→ **EXTRACTED RECORDS**

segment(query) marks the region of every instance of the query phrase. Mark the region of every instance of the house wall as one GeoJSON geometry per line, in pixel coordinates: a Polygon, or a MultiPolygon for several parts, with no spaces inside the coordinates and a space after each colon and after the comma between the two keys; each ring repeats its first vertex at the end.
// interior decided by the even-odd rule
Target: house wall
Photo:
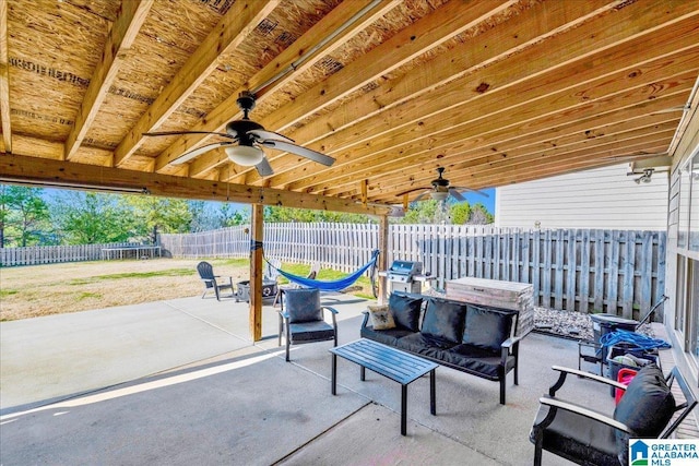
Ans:
{"type": "Polygon", "coordinates": [[[664,230],[667,172],[649,183],[627,176],[628,164],[561,175],[496,189],[500,227],[664,230]]]}
{"type": "Polygon", "coordinates": [[[665,327],[675,360],[699,385],[699,97],[673,156],[667,218],[665,327]]]}

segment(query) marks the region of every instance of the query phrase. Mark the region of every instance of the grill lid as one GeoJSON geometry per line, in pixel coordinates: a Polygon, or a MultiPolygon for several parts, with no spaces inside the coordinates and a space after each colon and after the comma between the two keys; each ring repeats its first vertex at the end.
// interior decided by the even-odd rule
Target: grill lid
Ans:
{"type": "Polygon", "coordinates": [[[412,280],[415,275],[423,273],[423,263],[393,261],[388,272],[390,280],[405,283],[412,280]]]}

→ **EXERCISE DIRECTIONS**
Reproduce only the lines between the line containing "of the grill" and the last line of the records, those two lines included, exactly.

→ **RESULT**
segment(query) marks the region of every instance of the query phrase. Mark the region of every instance of the grill lid as one GeoJSON geometry per line, in pixel coordinates: a Polygon, or a MultiPolygon for several parts, with no spaces inside the coordinates and a space after each colon and after the comma between the two keys; each ring repeats its first vertex at the end.
// interior decided by the even-odd rule
Target: grill lid
Ans:
{"type": "Polygon", "coordinates": [[[412,280],[415,275],[423,273],[423,263],[393,261],[388,272],[390,280],[405,283],[412,280]]]}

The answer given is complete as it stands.